EXERCISE PROMPT ▸
Starting with the first line and ending with the last, transcribe the data exactly.

Segmentation mask data ▸
---------------
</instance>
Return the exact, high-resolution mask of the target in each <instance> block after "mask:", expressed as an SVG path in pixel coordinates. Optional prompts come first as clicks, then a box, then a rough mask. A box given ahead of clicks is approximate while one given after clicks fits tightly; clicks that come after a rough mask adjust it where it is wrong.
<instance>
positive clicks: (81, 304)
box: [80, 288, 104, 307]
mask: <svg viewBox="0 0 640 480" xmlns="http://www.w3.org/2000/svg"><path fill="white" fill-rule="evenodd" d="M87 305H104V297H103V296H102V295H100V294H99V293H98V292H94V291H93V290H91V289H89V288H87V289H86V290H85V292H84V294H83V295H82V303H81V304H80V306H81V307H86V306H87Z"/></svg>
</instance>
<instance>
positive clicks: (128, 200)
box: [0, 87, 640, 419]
---------------
EXERCISE SOLUTION ▸
</instance>
Return the exact, high-resolution mask of the target in each <instance> block after "mask:", expressed as an SVG path in pixel coordinates. Optional prompts come first as clicks, then a box, then a rough mask. A box given ahead of clicks is approximate while one given after clicks fits tightly; clicks that come after a rough mask adjust it where it is wrong.
<instance>
positive clicks: (81, 304)
box: [80, 288, 104, 307]
mask: <svg viewBox="0 0 640 480" xmlns="http://www.w3.org/2000/svg"><path fill="white" fill-rule="evenodd" d="M87 305H104V297H103V296H102V295H100V294H99V293H98V292H94V291H93V290H91V289H89V288H87V289H86V290H85V292H84V294H83V295H82V303H81V304H80V306H81V307H86V306H87Z"/></svg>
</instance>
<instance>
positive clicks: (128, 200)
box: [0, 87, 640, 419]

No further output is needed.